- [PROBLEMA ASSEGNATO A]:
Riscrivi il brano sull'ascolto dell'Humoresque, tutto da "Silenzio. Cosa si" giù fino a "tutta l'interpretazione nell'insieme.", sostituendo "pedante" con "pignolo".
- [PROBLEMA ASSEGNATO B]:
Stabilisci se ciascuna affermazione concorda con il brano sull'ascolto dell'Humoresque, rispondendo sì o no e citando le parole decisive del brano: (i) Richter disse di sé di essere un terribile pedante; (ii) dopo l'ascolto i presenti espressero a Richter la loro ammirazione; (iii) la metronomicità fu notata da Richter stesso.

- [TESTO DEL DOCUMENTO]:
•••••

Dunque, ascoltammo l'Humoresque.
Silenzio. Cosa si può dire in presenza di Richter della
registrazione appena ascoltata? Noi imbarazzati tacevamo.
Esprimere ammirazione? Sarebbe stato banale ... Richter non è la
persona adatta ad atti di ammirazione in sua presenza. Non
dicemmo nulla, soltanto lui stesso all'improvviso disse in modo
sconsolato: “Eppure sono un terribile pedante”. Non scorderò mai
il modo in cui disse: “terribile pedante” a proposito del
proprio disco. Ed ho capito perché: proprio a causa di questa
metronomicità, che notò lui stesso. La ascoltò come se si fosse
visto allo specchio, si trattava di giudicare sé stesso, e non
uno dei brani, ma forse tutta l'interpretazione nell'insieme.

•••••

- [RIGHE DI DATI]:
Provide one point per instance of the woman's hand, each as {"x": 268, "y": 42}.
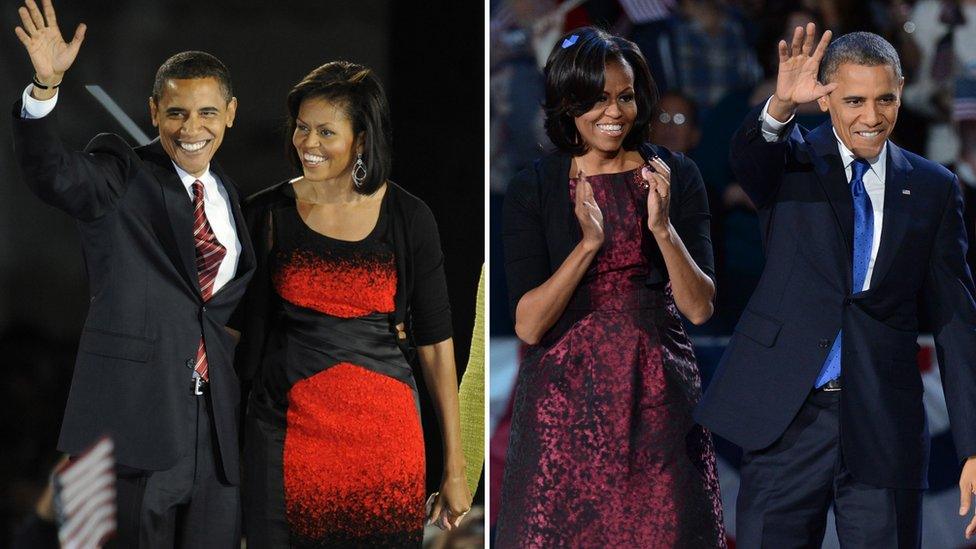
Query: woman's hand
{"x": 41, "y": 36}
{"x": 450, "y": 505}
{"x": 589, "y": 215}
{"x": 658, "y": 177}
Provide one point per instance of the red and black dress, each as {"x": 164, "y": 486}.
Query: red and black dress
{"x": 334, "y": 450}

•••••

- [RISULTATO FINALE A]:
Silenzio. Cosa si può dire in presenza di Richter della
registrazione appena ascoltata? Noi imbarazzati tacevamo.
Esprimere ammirazione? Sarebbe stato banale ... Richter non è la
persona adatta ad atti di ammirazione in sua presenza. Non
dicemmo nulla, soltanto lui stesso all'improvviso disse in modo
sconsolato: “Eppure sono un terribile pignolo”. Non scorderò mai
il modo in cui disse: “terribile pignolo” a proposito del
proprio disco. Ed ho capito perché: proprio a causa di questa
metronomicità, che notò lui stesso. La ascoltò come se si fosse
visto allo specchio, si trattava di giudicare sé stesso, e non
uno dei brani, ma forse tutta l'interpretazione nell'insieme.

- [RISULTATO FINALE B]:
(i) Sì: "Eppure sono un terribile pedante".
(ii) No: "Non dicemmo nulla".
(iii) Sì: "che notò lui stesso".